PROMPT. Continue the account of Yeltsin's student years at the Ural Polytechnic, picking up after its final sentence.

The UPI students bunked eight to a room in the first year and five to a room in the upper classes. Coeducation brought close contact with the opposite sex. Yeltsin had a crush on Margarita Yerina, a student from Berezniki and a figure skater. Yeltsin, the story goes, requested that an acquaintance of both from home, Mikhail Ustinov, help Yerina with a work assignment. “Misha carried out his friend’s request so enthusiastically that he took up with Rita himself and beat Boris to the punch.” One thing led to another and the two married early in the 1952–53 school year. “Boris was invited to the wedding. Congratulating them, he half-jokingly said to Ustinov, ‘So this is the kind of friend you are! I got you to watch over Rita and look what you did!’”16

In November 1952 Yeltsin and five roommates and neighbors (three females and two males) pooled resources to form a self-help collective that they facetiously called the Troublemaker (Shkodnik) Kolkhoz. Yeltsin, who had suggested it, chaired the group, and each member assumed some responsibility. In the “charter” they signed, the friends agreed to sub for one another in lectures, buy and cook food jointly, go to the movies or to a sports event weekly, visit the bathhouse once a week (where the boys were to drink beer and the girls champagne), and celebrate holidays and birthdays together. With several substitutions, the sextet stayed together until graduation. All were from towns and villages quite remote from Sverdlovsk, and so from parents’ gardens, and much of Shkodnik’s activity focused on food. To save money, the members skipped breakfast, used coupons to buy a cheap lunch, and gathered for a supper cooked on a hotplate in the kitchen cubicle on the residence floor, the ingredients bought by contributions from their stipends.17

In charge of “sanitation” in the group was Naina Iosifovna Girina, a female student born on March 14, 1932, who had enrolled in the hydraulics department of the construction division in 1950. Naina, baptized Anastasiya and nicknamed Naya, was from the city of Orenburg in the south Urals hills, the eldest of six children of a Cossack family in which some Russian Orthodox religious practices had survived. Her mother kept small icons and every Easter prepared ritual foods (painted eggs and kulich and paskha cakes) and lit candles; from her grandmother she learned two prayers which she memorized and would recite thereafter at times of distress. Naina had wanted to enter medicine, an impecunious and feminized profession in the Soviet Union, but chose engineering, higher-status work in which males were prevalent. She came to UPI not much better clad than Yeltsin: All she owned was two dresses and a flannel track suit hand-sewn by her mother.18 In 1951–52, the year Yeltsin had to take medical leave, he and Girina had been in a group that took waltz, tango, and foxtrot lessons together. They began a courtship in 1953. Girina “was distinguished by her amicability, affability, and cleanliness. It was impossible to break her composure, and she was able to put out all conflicts in the female collective. . . . She was always neatly dressed and coiffed and was willing to sacrifice an hour of lectures in the institute for a more attractive undertaking.”19

Yeltsin took away idyllic memories of the camaraderie and “giddy romanticism” shared at the polytechnic. “Never since can I remember feeling such fabulous energy, and against the background of a half-starving, Spartan, almost garrison-like existence.”20 Besides finding his future wife, he made friends there for the duration. The schoolmates were to do a summer journey with their families in 1960 and every five years after that.

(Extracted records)
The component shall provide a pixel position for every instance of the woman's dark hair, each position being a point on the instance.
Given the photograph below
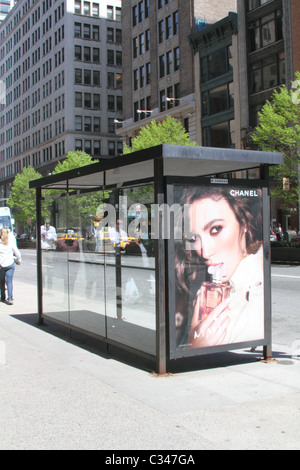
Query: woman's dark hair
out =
(248, 212)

TASK ANSWER.
A slug of the energy Yeltsin felt was injected into his studies, in which he got almost all 4s and 5s, the honors grades. He was known for a fire-and-ice pattern of work, cramming for exams and handing in assignments in the nick of time. “He studied in quite a strange way—by snatches, convulsively, whatever you want to call it. For the days when the most intense exercises or examinations were scheduled, he would manage to master a mound of information. Then he would take a long break, which did not appeal in the slightest to his teachers.”21 It foreshadowed his style as president of Russia four decades later.